Stored dataset items
* begin *

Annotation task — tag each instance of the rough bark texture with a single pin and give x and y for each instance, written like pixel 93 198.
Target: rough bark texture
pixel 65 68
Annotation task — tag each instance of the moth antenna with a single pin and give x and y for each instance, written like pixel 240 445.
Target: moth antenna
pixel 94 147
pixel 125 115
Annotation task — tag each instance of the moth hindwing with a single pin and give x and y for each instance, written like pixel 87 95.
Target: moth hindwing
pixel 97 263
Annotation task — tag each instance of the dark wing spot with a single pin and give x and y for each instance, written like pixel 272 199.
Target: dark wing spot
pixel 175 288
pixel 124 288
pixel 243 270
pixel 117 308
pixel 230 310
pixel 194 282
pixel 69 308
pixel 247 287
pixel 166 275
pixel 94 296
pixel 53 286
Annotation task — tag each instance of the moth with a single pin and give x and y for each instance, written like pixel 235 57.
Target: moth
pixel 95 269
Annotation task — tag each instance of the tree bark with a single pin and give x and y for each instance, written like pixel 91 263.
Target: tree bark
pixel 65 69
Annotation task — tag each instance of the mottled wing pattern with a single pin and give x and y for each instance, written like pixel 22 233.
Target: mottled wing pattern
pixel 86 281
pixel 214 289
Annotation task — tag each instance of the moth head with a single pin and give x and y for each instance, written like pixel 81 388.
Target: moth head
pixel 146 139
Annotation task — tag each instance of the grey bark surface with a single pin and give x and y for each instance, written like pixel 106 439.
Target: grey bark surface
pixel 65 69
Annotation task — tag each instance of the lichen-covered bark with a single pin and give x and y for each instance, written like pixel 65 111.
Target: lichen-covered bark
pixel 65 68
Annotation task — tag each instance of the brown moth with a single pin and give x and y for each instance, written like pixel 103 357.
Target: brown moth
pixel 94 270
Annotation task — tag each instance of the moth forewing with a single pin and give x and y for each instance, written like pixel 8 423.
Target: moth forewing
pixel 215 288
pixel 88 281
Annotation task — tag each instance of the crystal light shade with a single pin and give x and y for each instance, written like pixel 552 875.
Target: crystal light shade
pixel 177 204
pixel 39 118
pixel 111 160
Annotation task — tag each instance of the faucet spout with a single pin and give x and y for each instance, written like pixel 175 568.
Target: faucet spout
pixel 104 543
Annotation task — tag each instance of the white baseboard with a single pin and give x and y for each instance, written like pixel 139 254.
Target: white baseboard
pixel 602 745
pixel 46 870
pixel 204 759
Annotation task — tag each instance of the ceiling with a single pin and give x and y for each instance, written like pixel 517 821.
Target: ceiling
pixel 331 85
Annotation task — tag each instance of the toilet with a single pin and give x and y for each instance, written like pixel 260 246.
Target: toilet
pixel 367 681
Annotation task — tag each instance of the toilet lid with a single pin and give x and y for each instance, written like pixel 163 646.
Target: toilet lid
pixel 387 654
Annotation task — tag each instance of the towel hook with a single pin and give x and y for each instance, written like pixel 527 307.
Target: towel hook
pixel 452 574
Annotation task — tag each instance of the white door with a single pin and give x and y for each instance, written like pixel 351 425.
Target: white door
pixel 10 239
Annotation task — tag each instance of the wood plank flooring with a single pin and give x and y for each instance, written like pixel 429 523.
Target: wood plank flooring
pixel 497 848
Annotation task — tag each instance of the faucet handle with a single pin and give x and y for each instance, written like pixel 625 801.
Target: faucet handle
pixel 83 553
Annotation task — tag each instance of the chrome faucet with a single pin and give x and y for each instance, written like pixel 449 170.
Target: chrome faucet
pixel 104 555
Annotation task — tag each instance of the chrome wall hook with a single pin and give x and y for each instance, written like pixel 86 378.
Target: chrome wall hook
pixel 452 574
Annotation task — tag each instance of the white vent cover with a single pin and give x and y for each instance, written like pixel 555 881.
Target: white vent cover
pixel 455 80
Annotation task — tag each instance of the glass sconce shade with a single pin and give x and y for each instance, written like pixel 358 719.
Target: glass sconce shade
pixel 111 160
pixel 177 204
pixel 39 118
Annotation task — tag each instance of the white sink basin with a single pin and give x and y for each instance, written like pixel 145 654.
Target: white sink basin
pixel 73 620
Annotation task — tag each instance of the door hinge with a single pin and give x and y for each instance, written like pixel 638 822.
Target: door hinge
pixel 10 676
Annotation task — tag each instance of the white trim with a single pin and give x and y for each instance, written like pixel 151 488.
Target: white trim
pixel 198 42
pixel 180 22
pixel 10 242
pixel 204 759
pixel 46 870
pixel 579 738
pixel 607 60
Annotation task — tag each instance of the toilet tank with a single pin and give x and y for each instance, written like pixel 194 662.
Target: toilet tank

* end *

Each line from the one containing "Annotation task — tag each instance of the wood" through the end of the entries, both included, is to be returned exactly, with no other lines.

Annotation task — tag each instance of the wood plank flooring with a single pin and give x and y for each instance, written like pixel 429 523.
Target: wood plank flooring
pixel 497 848
Annotation task — tag each instance of the faucet handle with a single pin and give x and y for each instance, written like pixel 625 801.
Target: faucet handle
pixel 83 553
Annotation task — tag each instance of the chrome faucet with a single pin and give x and y for each instance, written like pixel 449 170.
Target: chrome faucet
pixel 104 555
Annotation task — tag each instance of the chrome wall hook with a single pin and give x and y for each instance, written like pixel 86 378.
Target: chrome wall hook
pixel 452 574
Annotation task — tag each instance of the white vent cover with a single pin and give x and y for each instance, written like pixel 555 881.
Target: white vent cover
pixel 455 80
Annotation task — tag each instance of the glass sconce shade with a single pin and give x and y for each instance, written like pixel 358 719.
Target: glass sconce shade
pixel 111 160
pixel 177 204
pixel 39 118
Annotation task — tag each instance of the white sink basin with a single pin and give x and y for each instance, written like pixel 145 654.
Target: white sink basin
pixel 73 620
Annotation task — tag each instance of the door hinge with a single pin and give x and y for each instance, written like pixel 638 822.
Target: door hinge
pixel 10 676
Annotation task — tag each instance of the white trim with a single pin and give x and y for each instance, written like pixel 151 488.
Target: white trim
pixel 198 42
pixel 180 22
pixel 10 242
pixel 204 759
pixel 46 870
pixel 579 738
pixel 607 60
Annotation task — tag each instance of the toilet tank with a single pin and give x and y for each instance, written like pixel 194 662.
Target: toilet tank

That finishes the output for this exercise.